What you will do:
Reproduce every one of the records below word for word, changing nothing.

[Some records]
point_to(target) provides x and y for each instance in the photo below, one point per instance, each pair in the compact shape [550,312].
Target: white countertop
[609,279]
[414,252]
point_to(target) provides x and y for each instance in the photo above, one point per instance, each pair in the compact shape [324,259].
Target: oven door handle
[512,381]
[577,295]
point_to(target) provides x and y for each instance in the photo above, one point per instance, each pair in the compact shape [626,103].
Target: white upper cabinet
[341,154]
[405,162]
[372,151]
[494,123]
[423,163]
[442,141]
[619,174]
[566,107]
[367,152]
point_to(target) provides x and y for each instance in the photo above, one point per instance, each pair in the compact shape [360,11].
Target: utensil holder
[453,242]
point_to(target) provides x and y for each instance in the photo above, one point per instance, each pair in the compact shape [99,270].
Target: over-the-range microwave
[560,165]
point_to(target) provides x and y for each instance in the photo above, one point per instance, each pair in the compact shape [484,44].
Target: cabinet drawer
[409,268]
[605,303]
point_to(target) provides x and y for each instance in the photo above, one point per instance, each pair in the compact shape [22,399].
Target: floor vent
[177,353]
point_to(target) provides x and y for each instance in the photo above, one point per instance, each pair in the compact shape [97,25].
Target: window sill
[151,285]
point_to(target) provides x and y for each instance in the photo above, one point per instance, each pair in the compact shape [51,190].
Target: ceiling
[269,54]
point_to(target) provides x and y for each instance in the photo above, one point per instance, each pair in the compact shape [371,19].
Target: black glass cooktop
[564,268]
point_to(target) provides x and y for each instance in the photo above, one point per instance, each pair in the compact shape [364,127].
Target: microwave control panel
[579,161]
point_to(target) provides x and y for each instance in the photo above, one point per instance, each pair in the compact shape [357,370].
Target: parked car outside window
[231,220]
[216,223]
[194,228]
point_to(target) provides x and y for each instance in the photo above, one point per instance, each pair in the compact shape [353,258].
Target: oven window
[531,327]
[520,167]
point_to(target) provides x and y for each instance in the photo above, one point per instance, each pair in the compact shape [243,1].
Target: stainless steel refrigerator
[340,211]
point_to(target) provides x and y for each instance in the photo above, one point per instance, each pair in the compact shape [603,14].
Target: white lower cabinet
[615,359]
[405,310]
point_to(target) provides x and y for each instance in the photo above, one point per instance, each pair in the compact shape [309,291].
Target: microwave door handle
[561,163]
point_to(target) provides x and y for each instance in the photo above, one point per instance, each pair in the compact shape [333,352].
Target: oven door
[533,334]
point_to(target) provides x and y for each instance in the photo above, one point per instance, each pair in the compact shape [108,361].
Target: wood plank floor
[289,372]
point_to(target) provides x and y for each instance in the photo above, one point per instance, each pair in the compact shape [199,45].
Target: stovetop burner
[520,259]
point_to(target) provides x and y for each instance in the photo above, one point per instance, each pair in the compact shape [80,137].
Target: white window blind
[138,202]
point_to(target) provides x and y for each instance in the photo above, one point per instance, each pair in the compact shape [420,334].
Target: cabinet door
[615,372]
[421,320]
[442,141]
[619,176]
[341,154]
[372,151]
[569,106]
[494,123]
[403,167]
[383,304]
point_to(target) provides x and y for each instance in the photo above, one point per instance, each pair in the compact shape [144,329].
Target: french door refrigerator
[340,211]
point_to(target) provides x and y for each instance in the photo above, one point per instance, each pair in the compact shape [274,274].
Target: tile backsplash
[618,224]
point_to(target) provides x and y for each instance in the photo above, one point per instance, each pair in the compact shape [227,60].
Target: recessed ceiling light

Solution for this problem:
point_to(target) provides x and y for each instance in the photo below, one point per instance, each pair in the compact shape [550,312].
Target: white countertop
[609,279]
[414,252]
point_to(target) provides x and y for each instance in the photo above, one point per instance, each pair in the compact shape [324,259].
Target: oven door handle
[512,381]
[577,295]
point_to(target) provides x and y for each instance in the photo above, one point per instance, each pair in the compact shape [626,103].
Target: white upper cabinet
[341,154]
[405,162]
[372,151]
[494,123]
[423,163]
[442,141]
[619,174]
[566,107]
[367,152]
point_to(target) provides x and y for each instance in the photo above, one point per instance, each pair in the compact shape [360,11].
Target: utensil holder
[453,242]
point_to(target) provides x and y for each instance in the photo above, one point per instance, each pair in the compact shape [99,270].
Target: over-the-range microwave
[560,165]
point_to(target) provides x and y for each instance in the photo above, one point per instance, each pair in the compact shape [484,44].
Target: cabinet drawer
[409,268]
[605,303]
point_to(target) provides x and y for each instance in the photo above, one point per instance, each pair in the compact shape [22,399].
Target: floor vent
[177,353]
point_to(target) provides x and y for each instance in the photo above, one point per instance, each pair in the compact shape [97,25].
Target: window sill
[151,285]
point_to(target) provides x and y for each instance in the photo above, one point per instance, each pair in the compact shape [51,190].
Target: ceiling
[269,54]
point_to(target) provides x and y for each instance in the photo above, one point per instance, each pair in the compact shape [371,19].
Target: black glass cooktop
[564,268]
point_to(target) provides x and y for each instance in the photo above, one point per instance, each pair in the compact shape [364,127].
Target: microwave control panel
[579,161]
point_to(target) provides x and y for each instance in the photo above, one point per instance, each pair in the compact shape [357,370].
Target: parked car outside window
[231,220]
[216,223]
[194,228]
point_to(target) provides x and y for each instance in the photo above, one point per instance, each pair in the compact shape [353,258].
Target: oven window
[531,327]
[520,167]
point_to(target) provides x and y for each instance in the photo above, one point per instance, each pair in the compact shape [243,1].
Target: stainless steel refrigerator
[340,211]
point_to(target) provides x and y for each instance in the photo above, one point per instance, each pair in the compact shape [603,14].
Target: white lower cabinet
[615,359]
[405,310]
point_to(target) provides x and y for each instance in the photo above, one point per instance, each pair in the compact shape [309,291].
Target: microwave door handle
[561,163]
point_to(target) provides x and y for each instance in the photo above, one point per instance, each pair in the compact shape [333,352].
Target: oven door
[533,334]
point_to(target) provides x and y for each instance in the photo above, one point per instance, each pair in the compact shape [108,361].
Target: wood plank floor
[289,372]
point_to(target) provides x and y for each instance in the photo above, one point per instance, each pair in the compact shape [199,45].
Target: stovetop burner
[520,259]
point_to(target) provides x and y for each instance in the photo above, one point per instance, each pair in the compact shape [80,137].
Target: white window blind
[138,202]
point_to(target) provides x and y for each instance in the photo above, one point per instance, each pair in the compact shape [420,334].
Target: cabinet door
[615,372]
[421,320]
[442,141]
[619,176]
[341,154]
[372,151]
[569,106]
[494,123]
[403,167]
[383,304]
point_to(target) provides x and y for each instance in the photo above, one point per instance, each pair in the compact shape [144,329].
Target: french door refrigerator
[340,211]
point_to(target) provides x and y for each instance in the photo above, one point per instance, each pair in the compact shape [274,274].
Target: tile backsplash
[618,224]
point_to(target) provides x and y for each instance in the photo above, one point per instance, each pair in the compact shape [227,60].
Target: recessed ceiling light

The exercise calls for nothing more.